-- BEGIN TEXT PROVIDED --

From: Raphael Zinsly <rzin...@ventanamicro.com>

Improve handling of constants where its upper and lower 32-bit
halves are the same and Zbkb is not available in riscv_move_integer.
riscv_split_integer already handles this but the changes in
riscv_build_integer makes it possible to improve code generation for
negative values.

e.g. for:

unsigned long f (void) { return 0xf857f2def857f2deUL; }

Without the patch:

li      a0,-128454656
addi    a0,a0,734
li      a5,-128454656
addi    a5,a5,735
slli    a5,a5,32
add     a0,a5,a0

With the patch:

li      a0,128454656
addi    a0,a0,-735
slli    a5,a0,32
add     a0,a0,a5
xori    a0,a0,-1

gcc/ChangeLog:
        * config/riscv/riscv.cc (riscv_build_integer): Detect constants
        with the same 32-bit halves and without Zbkb.
        (riscv_move_integer): Add synthesys of these constants.

gcc/testsuite/ChangeLog:
        * gcc.target/riscv/synthesis-11.c: New test.

        Co-authored-by: Jeff Law <j...@ventanamicro.com>
---
 gcc/config/riscv/riscv.cc                     | 59 +++++++++++++++++--
 gcc/testsuite/gcc.target/riscv/synthesis-11.c | 40 +++++++++++++
 2 files changed, 93 insertions(+), 6 deletions(-)

-- END TEXT PROVIDED --

EXERCISE REQUIREMENTS.
1 - In one to three sentences, explain why the RISC-V patch email says code for negative values can be improved even though riscv_split_integer already handles constants with matching 32-bit halves.
2 - Sum up the RISC-V patch email in two sentences.
3 - Quote the RISC-V patch email from "(riscv_move_integer): Add synthesys" to "insertions(+), 6 deletions(-)".
You won't need the material that comes after the patch email.

-- BEGIN INFORMATION PROVIDED --

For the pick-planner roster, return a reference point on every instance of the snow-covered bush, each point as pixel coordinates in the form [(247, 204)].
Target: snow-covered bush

-- END INFORMATION PROVIDED --

THE RESPONSES.
1 - The changes in riscv_build_integer make that improvement possible. The patch changes riscv_build_integer so it detects constants whose 32-bit halves are the same when Zbkb is not available.

2 - The patch improves how riscv_move_integer handles constants whose upper and lower 32-bit halves are the same when Zbkb is not available, and riscv_build_integer is changed to detect such constants. For the example 0xf857f2def857f2deUL, the output drops from six instructions to five, and the patch adds a new test, synthesis-11.c.

3 -
(riscv_move_integer): Add synthesys of these constants.

gcc/testsuite/ChangeLog:
        * gcc.target/riscv/synthesis-11.c: New test.

        Co-authored-by: Jeff Law <j...@ventanamicro.com>
---
 gcc/config/riscv/riscv.cc                     | 59 +++++++++++++++++--
 gcc/testsuite/gcc.target/riscv/synthesis-11.c | 40 +++++++++++++
 2 files changed, 93 insertions(+), 6 deletions(-)